◆ **Exercises**:
(1) Write out the passage of the security findings from "Context-Inappropriate Capability" up to and including "and developer workstations.".
(2) Extend the list of security findings by adding what comes after its final entry.

◆ **Source extract**:
□ □ □

Intent-Code Divergence

Medium
Confidence
92% confidence
Finding
The document makes an absolute security claim that the chain key 'NEVER enters process memory,' but later includes fallback examples that explicitly load a private key into memory for signing. In a security-sensitive skill for autonomous agents, this inconsistency can mislead operators into over-trusting the pattern and underestimating residual credential-exposure risk.

Context-Inappropriate Capability

Medium
Confidence
95% confidence
Finding
The Python example explicitly imports a private key into the running process via `wallet.import_key('mywallet', 'YOUR_PRIVATE_KEY')`. In documentation for blockchain development, this is dangerous because readers often copy examples verbatim, which normalizes insecure key handling and exposes secrets to source control, shell history, logs, process memory, and developer workstations.

Intent-Code Divergence

Medium
Confidence
96% confidence
Finding
The document explicitly warns that all-numeric account names require special handling for `get_table_rows`, but the later `ProtonRPC` service methods pass raw `scope`, `lower_bound`, and `upper_bound` values without applying those safeguards. This creates a reliability and data-integrity flaw where queries for numeric-only accounts silently return wrong or empty results, which can cause incorrect balances, missing profiles, or broken application logic.

Intent-Code Divergence

Medium
Confidence
97% confidence
Finding
The combined query service repeats the same unsafe raw `get_table_rows` pattern despite earlier documentation stating numeric-name workarounds are always required. Because this helper is positioned as a reusable abstraction, downstream developers are more likely to trust it and unknowingly ship logic that mishandles numeric-only account names across multiple query paths.

Intent-Code Divergence

Medium
Confidence
98% confidence
Finding
The example labels the action as KYC-enforced, but the contract only checks the generic `verified` flag rather than any actual KYC records or level. Developers copying this pattern could incorrectly grant access to users who are merely profile-verified, weakening compliance or access-control logic for regulated or restricted features.

□ □ □

◆ **Dataset excerpts**:
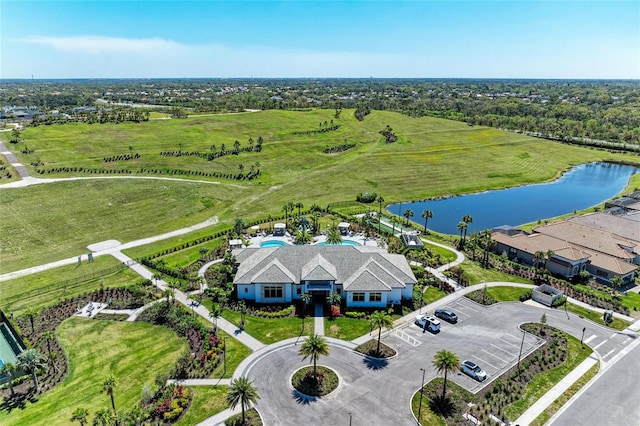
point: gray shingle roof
(358, 268)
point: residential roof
(590, 238)
(622, 225)
(356, 267)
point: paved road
(612, 399)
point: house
(279, 230)
(364, 276)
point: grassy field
(207, 401)
(81, 279)
(66, 217)
(271, 330)
(133, 352)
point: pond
(583, 186)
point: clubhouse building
(363, 276)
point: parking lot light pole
(421, 387)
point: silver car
(473, 370)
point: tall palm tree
(31, 360)
(333, 236)
(313, 348)
(426, 215)
(9, 369)
(380, 319)
(408, 213)
(445, 361)
(108, 386)
(242, 391)
(467, 219)
(80, 415)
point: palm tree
(445, 361)
(242, 391)
(108, 385)
(426, 215)
(80, 415)
(312, 348)
(303, 236)
(9, 369)
(103, 417)
(462, 226)
(334, 237)
(408, 213)
(31, 360)
(380, 319)
(334, 299)
(215, 313)
(467, 219)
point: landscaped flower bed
(323, 383)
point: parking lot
(488, 336)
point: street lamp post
(224, 340)
(421, 387)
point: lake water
(583, 186)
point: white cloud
(100, 45)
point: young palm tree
(445, 361)
(80, 415)
(426, 215)
(242, 391)
(380, 319)
(108, 386)
(31, 360)
(313, 348)
(103, 417)
(9, 369)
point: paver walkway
(318, 320)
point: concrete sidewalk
(554, 393)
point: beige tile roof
(589, 238)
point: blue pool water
(273, 243)
(344, 243)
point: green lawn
(133, 352)
(507, 294)
(81, 279)
(65, 217)
(477, 274)
(207, 401)
(347, 328)
(271, 330)
(545, 381)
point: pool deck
(288, 239)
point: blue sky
(428, 39)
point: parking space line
(503, 350)
(509, 343)
(495, 356)
(485, 362)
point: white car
(427, 322)
(473, 370)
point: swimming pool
(344, 243)
(273, 243)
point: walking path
(318, 320)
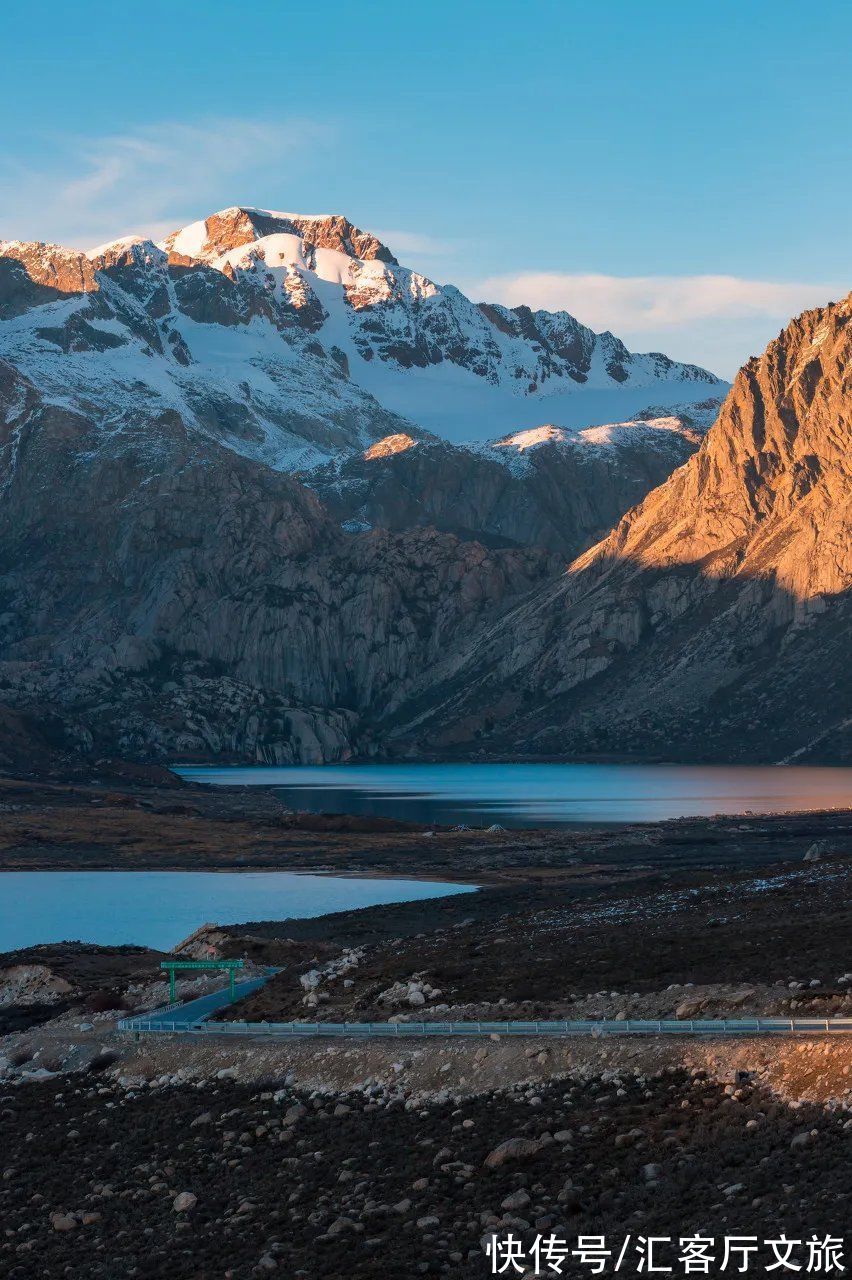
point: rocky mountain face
(714, 621)
(223, 534)
(546, 487)
(163, 597)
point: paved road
(193, 1018)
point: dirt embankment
(365, 1176)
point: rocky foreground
(189, 1159)
(223, 1179)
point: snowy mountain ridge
(292, 338)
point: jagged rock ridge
(714, 621)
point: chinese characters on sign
(665, 1255)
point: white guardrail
(603, 1027)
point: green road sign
(230, 965)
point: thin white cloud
(711, 320)
(401, 243)
(145, 181)
(651, 302)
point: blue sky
(677, 173)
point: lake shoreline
(51, 826)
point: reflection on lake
(544, 795)
(159, 909)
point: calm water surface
(159, 909)
(544, 795)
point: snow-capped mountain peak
(292, 337)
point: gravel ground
(233, 1180)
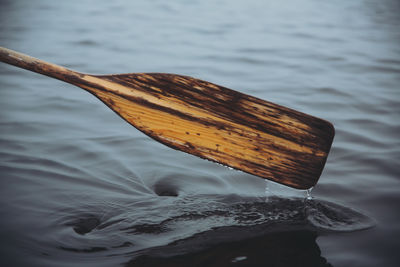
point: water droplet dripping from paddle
(267, 190)
(308, 192)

□ □ □

◆ **Responses to the exercise**:
(1)
Context-Inappropriate Capability

Medium
Confidence
95% confidence
Finding
The Python example explicitly imports a private key into the running process via `wallet.import_key('mywallet', 'YOUR_PRIVATE_KEY')`. In documentation for blockchain development, this is dangerous because readers often copy examples verbatim, which normalizes insecure key handling and exposes secrets to source control, shell history, logs, process memory, and developer workstations.

(2)
Missing User Warnings

Medium
Confidence
87% confidence
Finding
The documentation includes `proton key:reset`, which irreversibly deletes all stored keys, but the surrounding text does not prominently warn readers at the point of use about permanent loss. In a CLI reference used for operational workflows, this can lead to accidental destruction of key material or local wallet state, especially by inexperienced users copying commands verbatim.

Missing User Warnings

Medium
Confidence
84% confidence
Finding
The `proton contract:clear` commands remove deployed WASM and/or ABI from a contract account, which is operationally destructive, but the reference presents them as routine commands without a strong warning. A user following the docs could unintentionally disable a live contract or break integrations by clearing code or ABI on the wrong account or network.

Missing User Warnings

Medium
Confidence
91% confidence
Finding
The `updateauth` example modifies account authorization and includes permission changes that can affect signing capability and contract execution, but it lacks an explicit warning about misconfiguration and potential account lockout. In blockchain environments, an incorrect permission update can permanently prevent legitimate control of the account or unintentionally broaden authorization.

Missing User Warnings

Medium
Confidence
96% confidence
Finding
The swap examples explicitly recommend using `MIN_OUTPUT=1` and even describe it as effectively 'no minimum', which weakens slippage protection and can cause users to accept catastrophically bad execution during volatile conditions, low liquidity, sandwiching, or pool manipulation. In a DeFi trading guide, this is especially dangerous because readers may copy-paste the examples directly into real-money transactions.

Missing User Warnings

Medium
Confidence
96% confidence
Finding
The example encourages direct use of a private key in source without a strong warning against embedding credentials. Even as placeholder text, this pattern teaches unsafe secret management and can lead users to paste real keys into scripts, repositories, notebooks, or shared environments where compromise is likely.

Missing User Warnings

Medium
Confidence
91% confidence
Finding
The file provides multiple ready-to-run examples for creating collections, minting, transferring, listing, cancelling, and purchasing NFTs that trigger real on-chain state changes, but it does not include warnings that these actions are irreversible, cost RAM/tokens, or should be gated behind explicit user review and confirmation. In a developer skill, this can lead downstream agents or users to submit financially or operationally significant transactions without adequate safeguards.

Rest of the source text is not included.